__Data for processing__
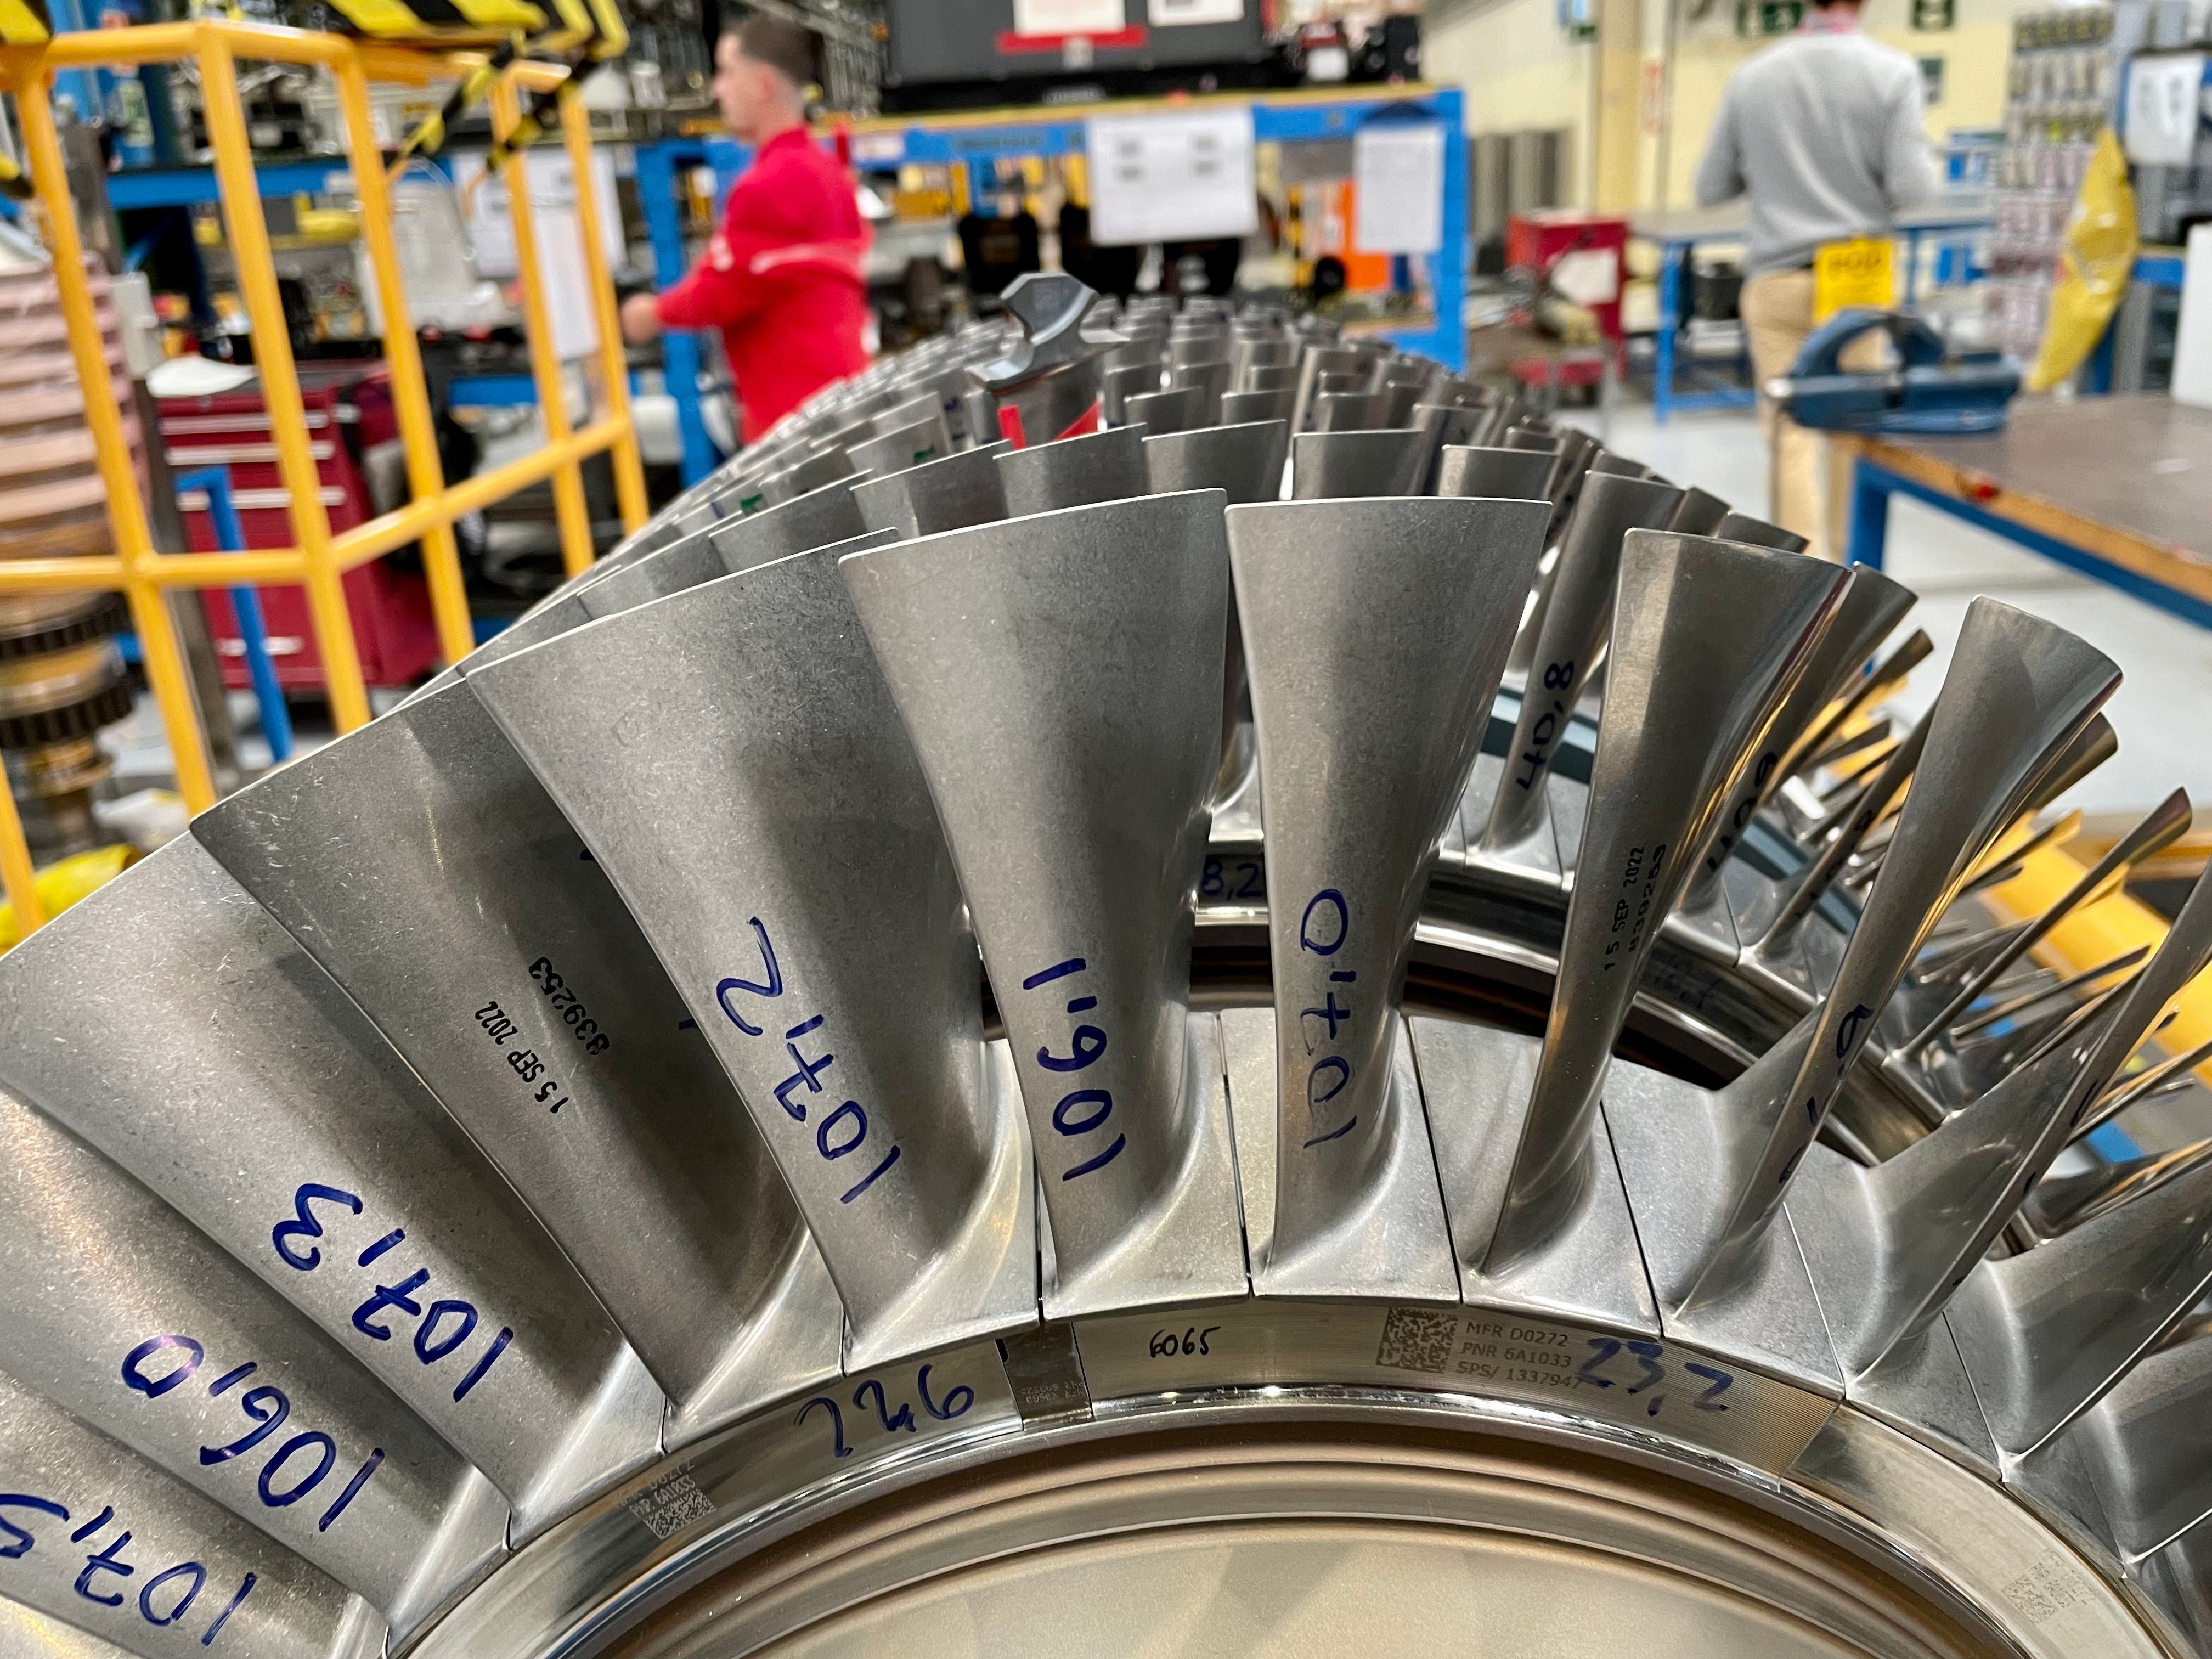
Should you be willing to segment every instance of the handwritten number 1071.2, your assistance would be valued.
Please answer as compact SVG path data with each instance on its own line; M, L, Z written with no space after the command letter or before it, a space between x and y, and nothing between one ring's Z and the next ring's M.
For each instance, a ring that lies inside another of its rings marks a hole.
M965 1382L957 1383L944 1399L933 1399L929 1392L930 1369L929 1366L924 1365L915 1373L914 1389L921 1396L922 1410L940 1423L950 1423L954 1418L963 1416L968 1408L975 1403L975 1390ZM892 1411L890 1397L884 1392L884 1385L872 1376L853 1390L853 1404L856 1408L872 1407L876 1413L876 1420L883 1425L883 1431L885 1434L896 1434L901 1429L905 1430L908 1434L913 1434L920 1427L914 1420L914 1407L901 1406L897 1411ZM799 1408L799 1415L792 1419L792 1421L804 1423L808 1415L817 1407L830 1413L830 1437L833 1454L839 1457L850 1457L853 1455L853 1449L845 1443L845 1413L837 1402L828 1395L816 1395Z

* * *

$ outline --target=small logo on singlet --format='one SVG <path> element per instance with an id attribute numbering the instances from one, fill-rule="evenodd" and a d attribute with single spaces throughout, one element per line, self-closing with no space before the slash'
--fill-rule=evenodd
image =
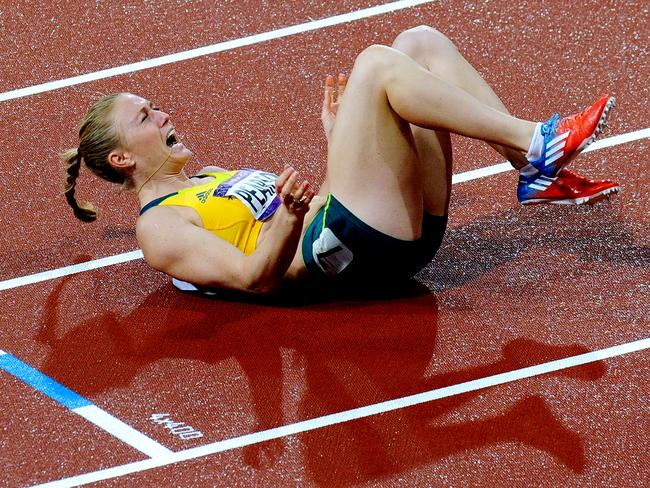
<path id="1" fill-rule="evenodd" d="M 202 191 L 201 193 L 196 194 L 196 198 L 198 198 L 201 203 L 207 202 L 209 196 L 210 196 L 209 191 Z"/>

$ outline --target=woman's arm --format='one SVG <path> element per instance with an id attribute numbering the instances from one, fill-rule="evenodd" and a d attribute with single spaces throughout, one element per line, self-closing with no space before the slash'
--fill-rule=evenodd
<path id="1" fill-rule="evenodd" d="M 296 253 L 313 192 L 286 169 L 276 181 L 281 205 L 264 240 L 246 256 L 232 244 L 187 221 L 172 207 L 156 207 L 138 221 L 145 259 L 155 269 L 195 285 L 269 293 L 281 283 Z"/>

__Exercise prompt__
Show each line of the material that includes the word "space".

__Solution for this problem__
Please answer as compact SVG path data with each instance on its own line; M, L, Z written with no space after the command letter or before it, a space between x and y, and nothing between one ring's Z and the next ring's M.
$ outline --target=small logo on singlet --format='one SVG <path> element per instance with an id attribute numbering the instances from one, fill-rule="evenodd" and a d attribute with single spaces throughout, one element per line, self-closing with no space before the slash'
$ outline --target=woman's arm --format='one SVG <path> element per instance with an id attribute numbering the instances from one, fill-rule="evenodd" and a d attribute with single spaces throughout, one element per line, self-closing with no space before the slash'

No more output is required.